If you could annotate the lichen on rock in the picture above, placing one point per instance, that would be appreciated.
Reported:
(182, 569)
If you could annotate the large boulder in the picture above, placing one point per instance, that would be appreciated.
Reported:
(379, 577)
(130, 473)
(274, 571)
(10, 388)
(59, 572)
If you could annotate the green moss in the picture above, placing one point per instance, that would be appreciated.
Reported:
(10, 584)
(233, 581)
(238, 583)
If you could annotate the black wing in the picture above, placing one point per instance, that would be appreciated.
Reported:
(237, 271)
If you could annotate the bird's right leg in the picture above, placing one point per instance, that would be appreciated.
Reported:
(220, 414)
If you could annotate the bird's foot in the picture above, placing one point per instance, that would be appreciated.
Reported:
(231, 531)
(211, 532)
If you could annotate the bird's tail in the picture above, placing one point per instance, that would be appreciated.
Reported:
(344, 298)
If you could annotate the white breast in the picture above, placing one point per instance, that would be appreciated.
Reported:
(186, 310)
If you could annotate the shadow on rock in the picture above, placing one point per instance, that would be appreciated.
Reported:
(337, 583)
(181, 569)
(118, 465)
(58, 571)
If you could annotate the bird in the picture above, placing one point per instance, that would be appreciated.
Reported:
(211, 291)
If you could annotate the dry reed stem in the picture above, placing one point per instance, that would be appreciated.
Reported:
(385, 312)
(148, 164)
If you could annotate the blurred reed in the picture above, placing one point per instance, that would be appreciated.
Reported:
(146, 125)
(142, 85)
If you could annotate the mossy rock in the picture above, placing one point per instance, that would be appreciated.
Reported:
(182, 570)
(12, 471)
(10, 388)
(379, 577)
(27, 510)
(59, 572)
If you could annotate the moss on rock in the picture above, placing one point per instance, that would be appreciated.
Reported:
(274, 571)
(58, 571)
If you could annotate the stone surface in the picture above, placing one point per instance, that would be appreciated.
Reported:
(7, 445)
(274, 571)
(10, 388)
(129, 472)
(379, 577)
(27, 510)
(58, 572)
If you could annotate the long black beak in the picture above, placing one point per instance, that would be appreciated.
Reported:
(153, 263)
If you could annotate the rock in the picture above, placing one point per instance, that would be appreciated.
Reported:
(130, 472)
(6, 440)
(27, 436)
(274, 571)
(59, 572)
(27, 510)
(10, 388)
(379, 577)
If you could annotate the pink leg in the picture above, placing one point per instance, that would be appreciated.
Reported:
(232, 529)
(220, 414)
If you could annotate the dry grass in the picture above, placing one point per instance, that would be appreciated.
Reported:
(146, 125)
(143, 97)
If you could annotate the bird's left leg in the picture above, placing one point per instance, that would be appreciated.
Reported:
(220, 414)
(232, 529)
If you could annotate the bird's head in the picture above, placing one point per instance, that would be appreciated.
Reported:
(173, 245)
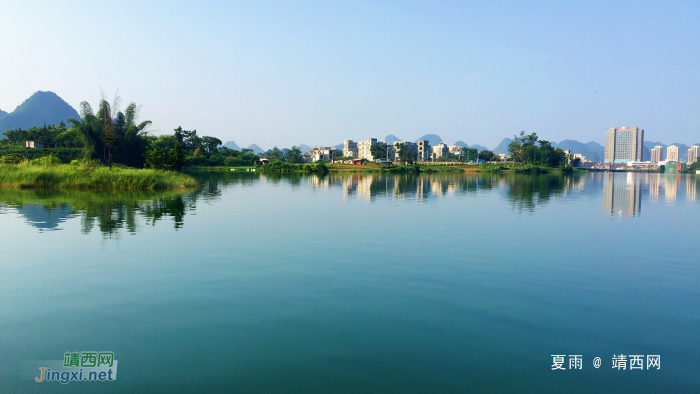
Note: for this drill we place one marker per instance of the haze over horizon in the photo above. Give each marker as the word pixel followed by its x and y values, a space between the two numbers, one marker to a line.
pixel 317 73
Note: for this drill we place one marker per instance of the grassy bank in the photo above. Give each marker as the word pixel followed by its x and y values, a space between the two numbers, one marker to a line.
pixel 74 177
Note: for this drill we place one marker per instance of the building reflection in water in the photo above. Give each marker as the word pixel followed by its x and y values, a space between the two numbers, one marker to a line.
pixel 622 194
pixel 112 212
pixel 691 188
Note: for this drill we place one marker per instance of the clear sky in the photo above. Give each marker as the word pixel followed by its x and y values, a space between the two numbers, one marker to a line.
pixel 286 73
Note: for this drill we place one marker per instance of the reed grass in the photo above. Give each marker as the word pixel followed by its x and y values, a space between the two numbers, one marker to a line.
pixel 68 176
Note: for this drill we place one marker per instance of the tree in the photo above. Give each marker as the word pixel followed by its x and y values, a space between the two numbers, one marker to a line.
pixel 211 144
pixel 486 155
pixel 470 154
pixel 379 151
pixel 274 154
pixel 110 136
pixel 522 149
pixel 169 160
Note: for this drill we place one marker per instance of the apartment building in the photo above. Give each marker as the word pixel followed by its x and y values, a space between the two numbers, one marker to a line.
pixel 350 148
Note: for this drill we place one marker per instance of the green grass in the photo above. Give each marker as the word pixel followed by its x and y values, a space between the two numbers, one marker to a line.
pixel 74 177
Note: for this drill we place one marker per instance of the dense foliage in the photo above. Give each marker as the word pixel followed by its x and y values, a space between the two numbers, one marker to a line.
pixel 527 149
pixel 117 137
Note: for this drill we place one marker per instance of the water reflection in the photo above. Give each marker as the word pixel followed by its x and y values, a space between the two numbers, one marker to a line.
pixel 113 212
pixel 622 192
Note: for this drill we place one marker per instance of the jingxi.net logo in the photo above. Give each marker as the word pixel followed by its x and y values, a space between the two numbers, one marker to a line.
pixel 86 366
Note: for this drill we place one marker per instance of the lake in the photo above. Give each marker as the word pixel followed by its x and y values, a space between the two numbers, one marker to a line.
pixel 358 283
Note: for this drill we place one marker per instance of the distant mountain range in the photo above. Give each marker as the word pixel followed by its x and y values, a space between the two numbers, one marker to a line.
pixel 256 149
pixel 232 145
pixel 502 147
pixel 39 109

### GIVEN PROBLEM
Starting at the line containing "of the reed" and ending at the line containing "pixel 169 160", write those lines out again, swapping "drill" for "exercise" and changing nothing else.

### REPLY TO THE EXERCISE
Note: for this exercise we place one marker per instance of the reed grass in the photo above. Give each marker as the word pixel followed by its x and y values, a space between the two numbers, one marker to a line.
pixel 68 176
Note: for this exercise we place one marker per instance of the tree in the photo above. Give each marker as the word pixel followed by its x and y values, a space between the two numbers, one marker to a line.
pixel 211 144
pixel 486 155
pixel 470 154
pixel 379 151
pixel 274 154
pixel 110 136
pixel 522 149
pixel 169 160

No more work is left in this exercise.